(Excerpts from a pointing dataset)
"""
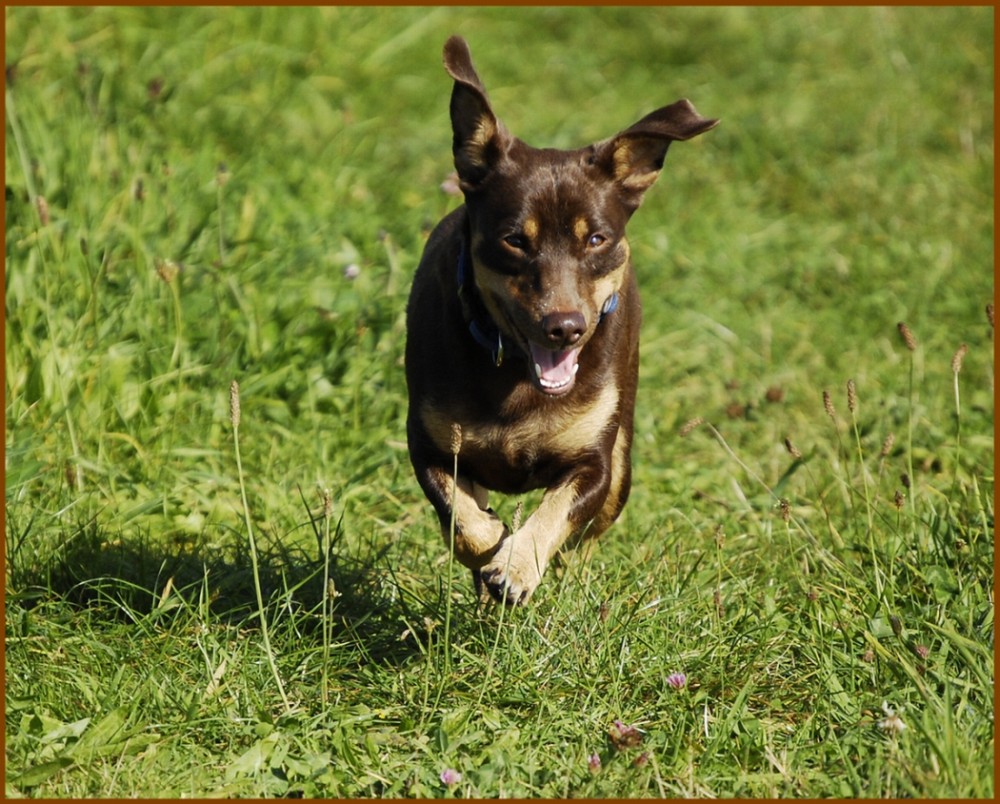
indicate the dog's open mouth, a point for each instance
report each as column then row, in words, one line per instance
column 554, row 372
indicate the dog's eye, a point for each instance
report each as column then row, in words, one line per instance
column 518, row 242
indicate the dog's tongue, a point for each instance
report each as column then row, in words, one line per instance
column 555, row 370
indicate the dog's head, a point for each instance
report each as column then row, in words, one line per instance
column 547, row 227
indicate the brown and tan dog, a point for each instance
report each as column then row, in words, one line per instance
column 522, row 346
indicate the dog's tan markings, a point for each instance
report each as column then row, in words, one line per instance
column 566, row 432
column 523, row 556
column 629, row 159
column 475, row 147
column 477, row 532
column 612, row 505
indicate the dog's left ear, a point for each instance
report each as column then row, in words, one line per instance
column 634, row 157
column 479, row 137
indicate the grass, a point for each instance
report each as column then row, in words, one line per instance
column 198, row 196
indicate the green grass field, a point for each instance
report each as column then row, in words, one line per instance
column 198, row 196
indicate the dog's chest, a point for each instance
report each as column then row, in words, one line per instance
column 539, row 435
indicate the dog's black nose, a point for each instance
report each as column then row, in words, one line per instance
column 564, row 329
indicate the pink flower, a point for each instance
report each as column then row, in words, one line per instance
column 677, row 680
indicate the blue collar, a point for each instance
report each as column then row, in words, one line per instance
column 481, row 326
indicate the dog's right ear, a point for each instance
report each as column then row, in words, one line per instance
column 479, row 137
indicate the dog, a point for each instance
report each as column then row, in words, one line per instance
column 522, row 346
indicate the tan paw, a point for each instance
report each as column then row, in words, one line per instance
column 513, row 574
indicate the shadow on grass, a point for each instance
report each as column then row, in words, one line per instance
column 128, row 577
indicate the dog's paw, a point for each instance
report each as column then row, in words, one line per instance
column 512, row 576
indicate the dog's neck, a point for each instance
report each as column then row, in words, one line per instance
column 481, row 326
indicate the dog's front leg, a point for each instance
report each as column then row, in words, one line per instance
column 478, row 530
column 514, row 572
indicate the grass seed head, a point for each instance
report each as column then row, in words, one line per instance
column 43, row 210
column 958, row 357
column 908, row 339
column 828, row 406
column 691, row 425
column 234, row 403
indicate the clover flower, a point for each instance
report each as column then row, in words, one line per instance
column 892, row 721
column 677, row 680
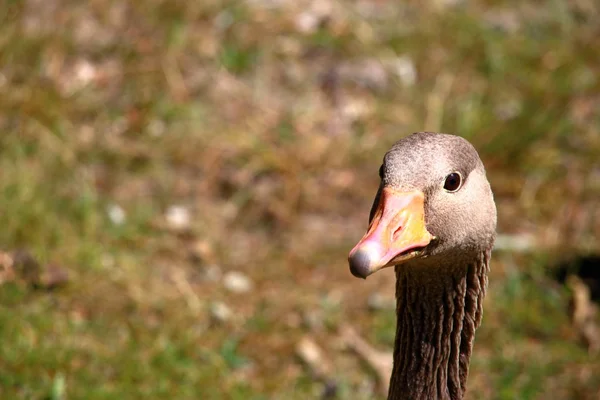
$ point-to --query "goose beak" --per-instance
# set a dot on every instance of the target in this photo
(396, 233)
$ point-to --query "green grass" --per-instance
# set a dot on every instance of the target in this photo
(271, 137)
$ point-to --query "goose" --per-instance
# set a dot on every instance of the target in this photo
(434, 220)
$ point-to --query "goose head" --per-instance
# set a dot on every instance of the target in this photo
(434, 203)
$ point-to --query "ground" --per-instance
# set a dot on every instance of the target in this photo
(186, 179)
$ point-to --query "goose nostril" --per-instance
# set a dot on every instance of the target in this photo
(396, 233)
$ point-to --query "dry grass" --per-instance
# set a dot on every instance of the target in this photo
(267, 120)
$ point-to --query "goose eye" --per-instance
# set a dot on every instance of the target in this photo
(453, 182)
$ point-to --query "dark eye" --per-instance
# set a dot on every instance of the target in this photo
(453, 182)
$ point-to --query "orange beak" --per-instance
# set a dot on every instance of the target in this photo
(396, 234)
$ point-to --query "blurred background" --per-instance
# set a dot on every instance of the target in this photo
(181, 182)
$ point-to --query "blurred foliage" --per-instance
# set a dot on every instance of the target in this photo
"""
» **DIRECTIONS FOR THIS TASK**
Retype the records from their start through the line containing "column 554, row 372", including that line, and leave the pictures out of your answer.

» **RESULT FOR THIS TASK**
indicate the dog's open mouth, a point for each instance
report each as column then row, in words, one line per instance
column 554, row 372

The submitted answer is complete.